Job: Please quote every line word for word.

Data supplied:
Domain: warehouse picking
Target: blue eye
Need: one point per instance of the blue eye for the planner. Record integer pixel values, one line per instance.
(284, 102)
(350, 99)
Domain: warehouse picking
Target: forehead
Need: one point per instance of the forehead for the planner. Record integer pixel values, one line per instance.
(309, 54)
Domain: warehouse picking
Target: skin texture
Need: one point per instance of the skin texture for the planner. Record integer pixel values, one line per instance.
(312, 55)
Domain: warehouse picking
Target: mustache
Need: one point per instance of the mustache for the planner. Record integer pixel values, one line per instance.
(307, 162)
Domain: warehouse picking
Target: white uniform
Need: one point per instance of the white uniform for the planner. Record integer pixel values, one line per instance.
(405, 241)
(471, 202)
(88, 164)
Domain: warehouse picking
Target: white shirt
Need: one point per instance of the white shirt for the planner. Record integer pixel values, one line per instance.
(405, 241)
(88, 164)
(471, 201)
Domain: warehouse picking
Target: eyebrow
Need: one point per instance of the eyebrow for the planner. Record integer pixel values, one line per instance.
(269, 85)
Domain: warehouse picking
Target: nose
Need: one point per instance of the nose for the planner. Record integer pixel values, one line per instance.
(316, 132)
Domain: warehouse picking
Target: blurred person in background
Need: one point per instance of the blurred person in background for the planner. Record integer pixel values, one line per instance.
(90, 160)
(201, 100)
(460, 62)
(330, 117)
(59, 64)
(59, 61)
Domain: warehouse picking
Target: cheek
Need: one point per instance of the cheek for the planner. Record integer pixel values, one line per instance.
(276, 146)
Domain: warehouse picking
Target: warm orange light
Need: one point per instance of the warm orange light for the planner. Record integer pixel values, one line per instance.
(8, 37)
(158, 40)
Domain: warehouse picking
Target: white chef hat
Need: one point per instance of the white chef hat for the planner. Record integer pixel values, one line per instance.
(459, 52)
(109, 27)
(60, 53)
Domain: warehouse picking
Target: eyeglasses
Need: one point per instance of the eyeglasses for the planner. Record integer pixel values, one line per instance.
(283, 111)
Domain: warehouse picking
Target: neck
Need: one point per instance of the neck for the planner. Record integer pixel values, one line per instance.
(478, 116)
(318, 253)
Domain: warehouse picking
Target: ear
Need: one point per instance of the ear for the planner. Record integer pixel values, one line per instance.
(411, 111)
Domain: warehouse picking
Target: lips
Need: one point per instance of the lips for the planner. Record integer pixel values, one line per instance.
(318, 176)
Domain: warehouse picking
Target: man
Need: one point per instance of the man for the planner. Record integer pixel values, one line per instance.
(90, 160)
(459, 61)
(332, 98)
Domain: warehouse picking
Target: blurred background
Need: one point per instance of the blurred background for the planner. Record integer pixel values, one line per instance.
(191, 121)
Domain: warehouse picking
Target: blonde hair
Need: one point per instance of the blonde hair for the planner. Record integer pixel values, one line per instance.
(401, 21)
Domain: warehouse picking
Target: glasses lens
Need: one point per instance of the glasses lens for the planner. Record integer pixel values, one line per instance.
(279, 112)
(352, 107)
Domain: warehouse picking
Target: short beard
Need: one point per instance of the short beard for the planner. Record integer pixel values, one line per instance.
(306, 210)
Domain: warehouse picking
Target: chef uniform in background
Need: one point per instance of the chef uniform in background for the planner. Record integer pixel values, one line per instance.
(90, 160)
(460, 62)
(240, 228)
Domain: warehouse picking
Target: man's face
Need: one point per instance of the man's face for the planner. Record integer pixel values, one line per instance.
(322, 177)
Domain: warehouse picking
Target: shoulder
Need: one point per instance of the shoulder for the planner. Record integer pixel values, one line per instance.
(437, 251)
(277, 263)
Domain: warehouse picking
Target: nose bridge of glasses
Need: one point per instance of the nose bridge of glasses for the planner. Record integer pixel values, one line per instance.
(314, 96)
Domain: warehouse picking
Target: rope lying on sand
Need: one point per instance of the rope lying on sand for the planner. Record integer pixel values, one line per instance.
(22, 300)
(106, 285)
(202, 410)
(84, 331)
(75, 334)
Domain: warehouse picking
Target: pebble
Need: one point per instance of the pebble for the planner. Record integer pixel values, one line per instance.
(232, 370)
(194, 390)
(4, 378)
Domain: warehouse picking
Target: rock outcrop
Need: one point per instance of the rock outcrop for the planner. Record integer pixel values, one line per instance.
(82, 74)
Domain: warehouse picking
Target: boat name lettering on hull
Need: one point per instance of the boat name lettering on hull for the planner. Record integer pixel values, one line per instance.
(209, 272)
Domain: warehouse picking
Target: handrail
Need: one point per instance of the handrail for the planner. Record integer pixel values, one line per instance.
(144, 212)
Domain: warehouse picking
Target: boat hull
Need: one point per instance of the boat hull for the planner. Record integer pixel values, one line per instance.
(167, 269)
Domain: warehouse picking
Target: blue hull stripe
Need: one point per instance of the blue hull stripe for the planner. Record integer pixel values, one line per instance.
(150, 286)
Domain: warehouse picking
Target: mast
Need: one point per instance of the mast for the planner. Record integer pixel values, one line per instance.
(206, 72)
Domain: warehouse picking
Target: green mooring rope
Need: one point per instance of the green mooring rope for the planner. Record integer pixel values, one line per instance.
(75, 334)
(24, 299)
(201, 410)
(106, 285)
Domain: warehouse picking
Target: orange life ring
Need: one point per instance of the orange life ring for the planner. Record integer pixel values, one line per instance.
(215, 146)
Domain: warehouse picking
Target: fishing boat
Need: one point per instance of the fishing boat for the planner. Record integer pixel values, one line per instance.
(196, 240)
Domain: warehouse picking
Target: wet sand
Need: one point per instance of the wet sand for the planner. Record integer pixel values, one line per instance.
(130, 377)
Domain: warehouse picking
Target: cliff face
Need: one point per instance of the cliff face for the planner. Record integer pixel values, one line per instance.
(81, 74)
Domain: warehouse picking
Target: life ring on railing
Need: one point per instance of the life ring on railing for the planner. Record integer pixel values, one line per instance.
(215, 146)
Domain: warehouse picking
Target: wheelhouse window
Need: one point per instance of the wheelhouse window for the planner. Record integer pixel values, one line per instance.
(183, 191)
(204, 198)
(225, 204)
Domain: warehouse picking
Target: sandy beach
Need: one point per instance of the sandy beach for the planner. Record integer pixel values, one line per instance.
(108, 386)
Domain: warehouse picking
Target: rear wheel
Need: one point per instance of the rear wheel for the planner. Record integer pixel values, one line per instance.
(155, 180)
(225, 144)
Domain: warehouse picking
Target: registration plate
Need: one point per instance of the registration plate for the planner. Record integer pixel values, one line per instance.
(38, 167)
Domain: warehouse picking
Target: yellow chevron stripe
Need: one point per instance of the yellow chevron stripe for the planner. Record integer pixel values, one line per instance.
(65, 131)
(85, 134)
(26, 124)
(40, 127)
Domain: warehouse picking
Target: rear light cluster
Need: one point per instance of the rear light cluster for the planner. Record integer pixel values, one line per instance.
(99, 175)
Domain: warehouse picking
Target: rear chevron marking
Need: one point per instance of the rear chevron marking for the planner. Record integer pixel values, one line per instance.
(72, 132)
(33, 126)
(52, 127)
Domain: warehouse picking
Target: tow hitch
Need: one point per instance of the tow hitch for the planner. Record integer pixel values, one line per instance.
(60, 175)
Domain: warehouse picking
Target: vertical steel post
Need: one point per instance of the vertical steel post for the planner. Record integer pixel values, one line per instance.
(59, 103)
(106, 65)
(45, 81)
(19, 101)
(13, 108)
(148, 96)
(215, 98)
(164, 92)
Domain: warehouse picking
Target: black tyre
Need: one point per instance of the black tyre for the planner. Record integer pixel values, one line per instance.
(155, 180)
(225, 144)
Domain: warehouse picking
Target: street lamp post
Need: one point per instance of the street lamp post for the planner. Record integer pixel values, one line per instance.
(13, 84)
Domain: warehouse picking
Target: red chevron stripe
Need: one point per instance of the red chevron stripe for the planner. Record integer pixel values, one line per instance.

Written solution:
Domain: warehouse picking
Target: blue eye
Need: one point per instance of the blue eye for the planner. Record integer pixel values, one line per instance.
(284, 102)
(350, 99)
Domain: warehouse picking
Target: forehead
Need: one point per instance of the forehead for the planner. Record integer pixel values, one line per instance.
(309, 54)
Domain: warehouse picking
Target: skin texture
Need: one point per instance of the skin texture for the planner. Record integer pixel values, one line per instance.
(312, 55)
Domain: warehouse picking
Target: mustache
Need: one point per instance of the mustache for the planner. Record integer pixel values, one line per instance.
(307, 162)
Domain: warehouse picking
Target: white uniform
Need: one point per instance of the white uniform for the planner. Record integer pixel values, one line per instance.
(405, 241)
(471, 202)
(88, 164)
Domain: warehouse picking
Target: white shirt
Need: one point per instance of the white shirt for the planner. Record integer pixel values, one line per instance.
(405, 241)
(88, 164)
(471, 201)
Domain: warehouse picking
Target: eyebrow
Need: one point per instance of the eyebrow for the planner. Record integer pixel values, one line per instance.
(269, 85)
Domain: warehouse picking
Target: nose
Need: one point per instance of the nose for the planner. Record integer pixel values, one line per instance.
(316, 132)
Domain: warehouse picking
Target: blurred person in background
Need: one point per instance of the blurred person in background for the planner. Record integer pixel values, one line per instance.
(90, 160)
(201, 100)
(460, 62)
(330, 117)
(59, 64)
(59, 61)
Domain: warehouse picking
Target: cheek
Need: one point per instance of the cheek for the planner. Record integer pixel values, one line per instance.
(276, 146)
Domain: warehouse picking
Target: warm orange light
Need: one point per instance of the warm orange light for the planner. Record integer pixel values, one line per instance.
(8, 37)
(158, 40)
Domain: warehouse picking
Target: white chef hat
Need: one point per instance of the white chef hat for the planner. Record integer pixel values, one line per instance.
(459, 52)
(109, 27)
(60, 53)
Domain: warehouse picking
Target: eyeglasses
Need: one point per instance of the eyeglasses for the planner. Record integer pixel values, one line per instance.
(283, 111)
Domain: warehouse picking
Target: neck
Need: one point per instance of the neck for the planner. Record integer pixel values, one line per instance.
(478, 116)
(318, 253)
Domain: warehouse picking
Target: ear
Need: one point per instance of the ear for the planner. Record integer pixel values, one line per instance.
(411, 111)
Domain: warehouse picking
Target: lips
Need: one point per instance of the lips for the planner. Record integer pixel values, one line per instance.
(318, 176)
Domain: warehouse picking
Target: man
Need: one point per instance of the man for the planner. Record integer pixel values, one line per instance.
(90, 160)
(459, 61)
(332, 98)
Domain: warehouse picking
Target: blurred background
Need: one point per instance of the blurred background for the planner. Record integer pixel values, one line per instance.
(191, 121)
Domain: warehouse picking
Target: blonde hair
Need: one point per instance of the blonde hair for the planner. Record integer pixel values, one line per instance.
(401, 21)
Domain: warehouse picking
Target: glasses lens
Need: one point per instance of the glasses lens for the planner. Record integer pixel values, one line per instance.
(279, 112)
(352, 107)
Domain: warehouse picking
Target: short beard
Need: one point per instance of the short beard for the planner. Record integer pixel values, one line per instance.
(306, 210)
Domain: warehouse picking
Target: chef uniform in background
Need: one point per instance of the chef uniform in background for the planner. Record integer pixel values, one line per instance.
(90, 160)
(460, 62)
(240, 228)
Domain: warehouse picking
Target: man's face
Need: one point per instance of the man's face for the planner. Record integer pixel values, one line per instance.
(322, 177)
Domain: warehouse picking
Target: shoulder
Need: one point per instance of the shoulder for the planner. Record integer pixel values, one line per instance.
(437, 251)
(277, 263)
Domain: warehouse picking
Target: nose bridge of glasses
Need: one point per instance of the nose bridge of glasses for the planner. Record integer pixel values, one line per instance.
(314, 96)
Domain: warehouse picking
Target: rope lying on sand
Need: one point per instance of the rope lying on sand for the planner. Record integer pixel values, one line per instance.
(22, 300)
(106, 285)
(202, 410)
(84, 331)
(75, 334)
Domain: warehouse picking
Target: pebble
Need: one point per instance of the pebble for the planner. Record integer pixel values, one line per instance.
(232, 370)
(194, 390)
(4, 378)
Domain: warehouse picking
Target: rock outcrop
Need: one point per instance of the rock outcrop for the planner. Record integer pixel values, one line per instance.
(82, 74)
Domain: warehouse picking
Target: boat name lettering on hull
Need: one point per instance of the boat name lettering on hull for the planner. Record integer pixel values, one line per instance.
(209, 272)
Domain: warehouse picking
Target: handrail
Need: one point per instance of the handrail for the planner. Record integer pixel values, one line per instance.
(144, 212)
Domain: warehouse picking
Target: boat hull
Need: one point per instance of the boat hull for the planner. Record integer pixel values, one line per instance.
(167, 269)
Domain: warehouse picking
Target: blue hull stripe
Need: one point per instance of the blue hull stripe for the planner. Record integer pixel values, one line per instance.
(150, 286)
Domain: warehouse picking
Target: mast
Need: one point per instance of the mast for the planner. Record integer pixel values, one line per instance.
(206, 72)
Domain: warehouse picking
Target: green mooring rope
Need: one point per instance of the green mooring rope for the planner. Record integer pixel values, one line per instance.
(75, 334)
(24, 299)
(201, 410)
(106, 285)
Domain: warehouse picking
Target: orange life ring
Need: one point per instance of the orange life ring for the planner. Record integer pixel values, one line per instance.
(215, 146)
Domain: warehouse picking
Target: fishing boat
Need: one point per instance of the fishing boat for the planner. Record integer pixel values, one line per instance.
(196, 240)
Domain: warehouse picking
Target: wet sand
Need: one point per instance of the wet sand for the planner. Record integer pixel values, one line per instance.
(130, 377)
Domain: warehouse picking
Target: cliff face
Need: one point per instance of the cliff face for the planner. Record integer pixel values, one line per instance.
(81, 74)
Domain: warehouse picking
Target: life ring on railing
Need: one point per instance of the life ring on railing for the planner. Record integer pixel values, one line per instance.
(215, 146)
Domain: warehouse picking
Target: wheelhouse window
Need: one point per instance of the wheelhouse window for the planner. Record integer pixel values, one line per instance.
(183, 191)
(204, 198)
(225, 204)
Domain: warehouse picking
Target: sandy beach
Need: one point per instance of the sandy beach for the planner. Record integer pixel values, one line per instance.
(108, 386)
Domain: warehouse picking
Target: rear wheel
Need: one point per instance of the rear wheel for the planner. Record integer pixel values, one line per instance.
(155, 180)
(225, 144)
Domain: warehouse picking
Target: registration plate
Need: one point per instance of the registration plate for the planner. Record integer pixel values, one line per instance.
(38, 167)
Domain: warehouse picking
Target: yellow chevron stripe
Need: one point per instance of the yellow chevron stripe for the planner. Record integer pixel values, one line per instance.
(65, 131)
(85, 134)
(26, 124)
(40, 127)
Domain: warehouse picking
Target: rear light cluster
Need: one point per instance of the rear light cluster for the planner. Record integer pixel values, one line per instance.
(99, 175)
Domain: warehouse picking
Target: rear chevron marking
Need: one point per instance of the rear chevron marking for the planner. Record integer pixel values, one line per instance.
(72, 132)
(33, 126)
(52, 127)
Domain: warehouse picking
Target: tow hitch
Need: one point per instance of the tow hitch for the planner. Record integer pixel values, one line per instance.
(60, 175)
Domain: warehouse picking
Target: vertical steel post
Need: one point per instance of the vertical steel post for the planner. Record integer pixel values, one line per instance.
(59, 103)
(106, 65)
(45, 81)
(19, 101)
(13, 108)
(148, 96)
(215, 98)
(164, 92)
Domain: warehouse picking
Target: black tyre
Need: one point per instance of the black tyre for the planner. Record integer pixel values, one line per instance.
(155, 180)
(225, 144)
Domain: warehouse picking
Target: street lamp post
Need: one point per instance of the street lamp post for the planner. Record integer pixel values, one line per instance.
(13, 84)
Domain: warehouse picking
Target: red chevron stripe
Need: one point per instance of the red chevron stripe for the planner. Record integer pixel values, one line per instance.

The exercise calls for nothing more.